▸ Provided passage
--- START ---
Lady Liberty pleads “Give me your tired, your hungry, your poor,” and many immigrants came here because they were starving. Laura Schenone writes in her book A Thousand Years Over a Hot Stove, “ the desire and expectation to eat abundantly came to express the very essence of America.”
In the 1870s and 1880s, the world was rapidly industrializing. In rural areas, food was self-produced: poor families relied on vegetable gardens as a staple source of sustenance, and most had some livestock or the ability to hunt and fish. When they immigrated to America, and especially to New York City, they found themselves in fourth floor walk-ups, where water comes from a communal pump and there is no garbage pickup. The kitchen was also a bedroom, laundry room, bathroom and work room. Vegetables had to be bought, not grown, and selecting the best produce from a market was a new skill to learn. An 1877 Scribner’s Monthly described the Lower East Side’s Catherine Market as a “little heap of fish scales… butcher’s offal, and rotting vegetables.”
How do you cook a meal for your family in these conditions? It seems like it would be easy to drown in a world of low quality food, demanding physical labor, and sheer exhaustion. Women had to adapt and learn new ways to feed their families, and they had to completely relearn how to cook.
Enter Juliet Corson, a woman determined to re-teach working class immigrants how to feed their families. Corson was a modest woman who moved to New York with her family at six years old. A sickly child, she spent much of her youth in the house, reading. At 16, she was forced out by an evil stepmother, which left her in a sudden, desperate need for work.
Corson found a job in a library and lived there as well, which helped to stretch her meager wages. This brush with poverty left her determined to help the working class eek out the best existence possible. And she believed that was possible through an overhaul of the dinner table.
“In 1876 she founded the New York Cooking School (at 8 St. Marks place btw 2nd and third), open to rich and poor, charging tuition on a sliding scale so that no one would be turned away.” (Feeding America)
--- END ---
Object pointing dataset rows
--- START ---
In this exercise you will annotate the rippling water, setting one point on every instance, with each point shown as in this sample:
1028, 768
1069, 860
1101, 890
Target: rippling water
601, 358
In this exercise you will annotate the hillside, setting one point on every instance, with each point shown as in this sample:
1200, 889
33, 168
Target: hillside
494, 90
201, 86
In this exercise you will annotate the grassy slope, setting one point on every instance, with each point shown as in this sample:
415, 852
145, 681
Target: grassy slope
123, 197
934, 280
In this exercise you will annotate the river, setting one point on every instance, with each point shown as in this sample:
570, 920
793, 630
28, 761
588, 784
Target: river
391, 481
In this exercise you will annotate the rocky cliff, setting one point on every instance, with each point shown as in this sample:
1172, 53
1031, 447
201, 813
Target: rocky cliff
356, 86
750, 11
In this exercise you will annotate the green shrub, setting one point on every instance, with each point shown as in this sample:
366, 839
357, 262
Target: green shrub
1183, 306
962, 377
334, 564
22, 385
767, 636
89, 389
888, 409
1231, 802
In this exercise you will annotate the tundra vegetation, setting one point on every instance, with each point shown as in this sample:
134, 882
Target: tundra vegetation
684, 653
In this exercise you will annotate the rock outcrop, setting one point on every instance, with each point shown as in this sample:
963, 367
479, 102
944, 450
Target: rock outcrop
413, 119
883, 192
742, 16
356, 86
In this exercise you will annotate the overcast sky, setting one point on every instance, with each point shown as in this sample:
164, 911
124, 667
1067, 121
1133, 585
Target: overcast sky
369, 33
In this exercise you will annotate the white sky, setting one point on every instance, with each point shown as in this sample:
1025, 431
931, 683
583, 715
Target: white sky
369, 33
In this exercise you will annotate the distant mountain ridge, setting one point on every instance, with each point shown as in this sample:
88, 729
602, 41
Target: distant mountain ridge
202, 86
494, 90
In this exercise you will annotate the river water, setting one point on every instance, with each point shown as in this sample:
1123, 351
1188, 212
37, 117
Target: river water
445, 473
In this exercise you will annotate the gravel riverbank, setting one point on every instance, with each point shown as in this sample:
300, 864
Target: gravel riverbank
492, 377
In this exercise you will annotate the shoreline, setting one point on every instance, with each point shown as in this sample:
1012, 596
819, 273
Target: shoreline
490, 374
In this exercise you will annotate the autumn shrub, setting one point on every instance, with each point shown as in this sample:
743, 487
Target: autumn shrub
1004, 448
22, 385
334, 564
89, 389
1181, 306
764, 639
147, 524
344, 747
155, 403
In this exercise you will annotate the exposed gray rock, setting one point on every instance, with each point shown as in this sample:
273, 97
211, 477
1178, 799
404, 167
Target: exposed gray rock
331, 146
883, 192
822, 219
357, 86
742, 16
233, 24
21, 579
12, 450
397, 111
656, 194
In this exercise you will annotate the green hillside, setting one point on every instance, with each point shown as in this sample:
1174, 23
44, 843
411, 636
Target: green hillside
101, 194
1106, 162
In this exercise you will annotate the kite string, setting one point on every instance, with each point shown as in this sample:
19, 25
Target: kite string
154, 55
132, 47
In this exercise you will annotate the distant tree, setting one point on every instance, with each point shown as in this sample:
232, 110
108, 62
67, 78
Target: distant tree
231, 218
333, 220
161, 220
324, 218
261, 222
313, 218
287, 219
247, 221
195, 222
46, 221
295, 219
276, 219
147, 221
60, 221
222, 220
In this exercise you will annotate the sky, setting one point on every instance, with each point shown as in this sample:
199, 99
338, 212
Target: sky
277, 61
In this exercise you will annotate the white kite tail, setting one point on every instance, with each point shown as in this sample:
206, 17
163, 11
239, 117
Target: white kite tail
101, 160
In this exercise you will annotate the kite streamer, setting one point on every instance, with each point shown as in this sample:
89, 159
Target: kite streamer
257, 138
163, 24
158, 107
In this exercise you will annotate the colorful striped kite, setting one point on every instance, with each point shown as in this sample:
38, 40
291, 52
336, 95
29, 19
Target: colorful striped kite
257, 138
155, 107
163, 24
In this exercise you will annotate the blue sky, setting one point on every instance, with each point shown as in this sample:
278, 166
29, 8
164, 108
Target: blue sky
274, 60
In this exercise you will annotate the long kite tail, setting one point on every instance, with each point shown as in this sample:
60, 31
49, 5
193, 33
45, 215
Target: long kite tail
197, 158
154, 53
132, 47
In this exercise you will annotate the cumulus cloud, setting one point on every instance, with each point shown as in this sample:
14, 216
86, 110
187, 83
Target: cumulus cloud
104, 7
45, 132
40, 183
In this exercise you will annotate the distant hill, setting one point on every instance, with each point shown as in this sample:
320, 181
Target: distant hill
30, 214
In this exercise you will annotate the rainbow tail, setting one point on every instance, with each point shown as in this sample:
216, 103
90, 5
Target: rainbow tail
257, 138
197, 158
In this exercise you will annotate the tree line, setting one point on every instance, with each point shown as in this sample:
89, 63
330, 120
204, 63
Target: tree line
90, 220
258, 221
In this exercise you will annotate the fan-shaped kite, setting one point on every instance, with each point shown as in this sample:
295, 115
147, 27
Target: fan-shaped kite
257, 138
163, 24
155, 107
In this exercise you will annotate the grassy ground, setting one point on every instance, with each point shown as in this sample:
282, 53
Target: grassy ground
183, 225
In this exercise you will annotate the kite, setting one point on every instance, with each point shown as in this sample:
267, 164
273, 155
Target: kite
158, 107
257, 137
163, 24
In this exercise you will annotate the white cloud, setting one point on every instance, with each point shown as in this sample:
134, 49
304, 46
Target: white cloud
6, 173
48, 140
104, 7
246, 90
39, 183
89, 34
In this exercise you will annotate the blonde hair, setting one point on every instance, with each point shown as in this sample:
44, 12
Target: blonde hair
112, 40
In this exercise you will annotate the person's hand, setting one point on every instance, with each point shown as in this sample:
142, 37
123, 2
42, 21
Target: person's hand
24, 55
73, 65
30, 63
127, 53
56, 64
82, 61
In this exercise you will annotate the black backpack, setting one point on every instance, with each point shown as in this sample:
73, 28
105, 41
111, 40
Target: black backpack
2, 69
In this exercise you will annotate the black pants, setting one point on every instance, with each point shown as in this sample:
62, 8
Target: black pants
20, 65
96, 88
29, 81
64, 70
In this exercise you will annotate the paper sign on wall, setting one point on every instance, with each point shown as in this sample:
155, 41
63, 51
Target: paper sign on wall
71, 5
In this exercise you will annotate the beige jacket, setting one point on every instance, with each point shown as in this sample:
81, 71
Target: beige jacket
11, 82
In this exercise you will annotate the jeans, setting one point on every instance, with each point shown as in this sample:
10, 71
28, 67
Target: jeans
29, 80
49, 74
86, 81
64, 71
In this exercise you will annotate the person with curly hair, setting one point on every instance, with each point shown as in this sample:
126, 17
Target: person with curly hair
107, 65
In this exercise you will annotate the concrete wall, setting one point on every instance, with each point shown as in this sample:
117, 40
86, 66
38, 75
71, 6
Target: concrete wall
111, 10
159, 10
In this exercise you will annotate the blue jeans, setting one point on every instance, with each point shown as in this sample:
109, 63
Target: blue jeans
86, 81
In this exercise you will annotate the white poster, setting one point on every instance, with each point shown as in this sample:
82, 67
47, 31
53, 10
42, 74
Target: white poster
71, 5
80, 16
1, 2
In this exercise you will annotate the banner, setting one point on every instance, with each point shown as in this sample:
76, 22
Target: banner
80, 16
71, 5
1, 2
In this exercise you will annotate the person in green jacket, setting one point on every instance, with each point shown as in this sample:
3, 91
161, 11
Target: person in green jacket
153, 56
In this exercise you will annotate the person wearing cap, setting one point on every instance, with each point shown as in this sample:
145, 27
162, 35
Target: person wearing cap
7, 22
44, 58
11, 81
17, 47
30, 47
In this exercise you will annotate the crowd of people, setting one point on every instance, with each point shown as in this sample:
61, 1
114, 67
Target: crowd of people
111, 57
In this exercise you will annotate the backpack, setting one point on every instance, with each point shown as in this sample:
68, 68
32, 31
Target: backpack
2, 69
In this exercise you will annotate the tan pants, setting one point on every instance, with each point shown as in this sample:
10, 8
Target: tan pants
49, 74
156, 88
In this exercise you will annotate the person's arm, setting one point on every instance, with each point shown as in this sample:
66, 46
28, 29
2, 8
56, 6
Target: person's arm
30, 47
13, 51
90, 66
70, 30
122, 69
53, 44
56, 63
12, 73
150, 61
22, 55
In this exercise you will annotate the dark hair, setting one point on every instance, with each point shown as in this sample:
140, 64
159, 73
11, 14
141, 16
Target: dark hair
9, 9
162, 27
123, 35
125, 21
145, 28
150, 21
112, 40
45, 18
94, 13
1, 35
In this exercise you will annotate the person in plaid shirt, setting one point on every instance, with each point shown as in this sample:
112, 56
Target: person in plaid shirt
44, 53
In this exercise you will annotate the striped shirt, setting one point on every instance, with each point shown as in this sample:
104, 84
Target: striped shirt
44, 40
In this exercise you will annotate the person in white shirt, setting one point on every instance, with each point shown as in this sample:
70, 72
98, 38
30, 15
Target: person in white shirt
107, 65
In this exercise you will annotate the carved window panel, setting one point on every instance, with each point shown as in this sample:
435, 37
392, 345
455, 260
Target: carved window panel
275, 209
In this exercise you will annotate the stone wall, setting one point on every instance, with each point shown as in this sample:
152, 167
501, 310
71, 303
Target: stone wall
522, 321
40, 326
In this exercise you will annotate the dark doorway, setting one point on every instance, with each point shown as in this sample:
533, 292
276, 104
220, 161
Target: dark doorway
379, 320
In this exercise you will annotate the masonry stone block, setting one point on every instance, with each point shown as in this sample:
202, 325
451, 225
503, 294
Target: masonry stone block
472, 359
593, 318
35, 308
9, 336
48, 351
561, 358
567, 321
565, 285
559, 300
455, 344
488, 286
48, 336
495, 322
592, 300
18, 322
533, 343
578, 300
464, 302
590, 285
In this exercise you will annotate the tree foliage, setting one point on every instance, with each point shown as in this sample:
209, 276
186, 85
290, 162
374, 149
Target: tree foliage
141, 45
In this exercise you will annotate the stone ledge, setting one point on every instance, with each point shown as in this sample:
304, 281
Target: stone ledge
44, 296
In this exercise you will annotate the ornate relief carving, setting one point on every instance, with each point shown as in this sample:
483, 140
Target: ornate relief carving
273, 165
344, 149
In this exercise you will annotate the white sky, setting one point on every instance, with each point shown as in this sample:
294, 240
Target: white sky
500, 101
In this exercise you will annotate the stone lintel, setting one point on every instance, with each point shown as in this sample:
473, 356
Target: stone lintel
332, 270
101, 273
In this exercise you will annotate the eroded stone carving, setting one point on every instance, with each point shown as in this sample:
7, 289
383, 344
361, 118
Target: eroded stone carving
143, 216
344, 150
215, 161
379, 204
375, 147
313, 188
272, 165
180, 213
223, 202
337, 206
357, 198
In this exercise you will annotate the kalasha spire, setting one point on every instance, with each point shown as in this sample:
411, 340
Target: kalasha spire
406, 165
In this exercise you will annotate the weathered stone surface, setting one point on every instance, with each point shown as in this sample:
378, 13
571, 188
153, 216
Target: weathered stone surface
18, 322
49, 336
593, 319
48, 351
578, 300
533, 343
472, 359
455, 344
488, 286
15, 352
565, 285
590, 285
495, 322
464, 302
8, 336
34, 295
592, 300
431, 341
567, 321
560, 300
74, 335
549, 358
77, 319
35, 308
--- END ---
▸ Stated task 1
Answer the following from the passage on Juliet Corson:
(a) In what year did Corson found the New York Cooking School?
(b) At what age was Corson forced out of her home by her stepmother?
(c) Which market did the 1877 Scribner's Monthly describe?
▸ Stated task 2
According to the passage on Juliet Corson, the immigrant family's kitchen also served as what other rooms? List them all.

▸ Correct result 1
(a) 1876
(b) At 16
(c) The Lower East Side's Catherine Market

▸ Correct result 2
- Bedroom
- Laundry room
- Bathroom
- Work room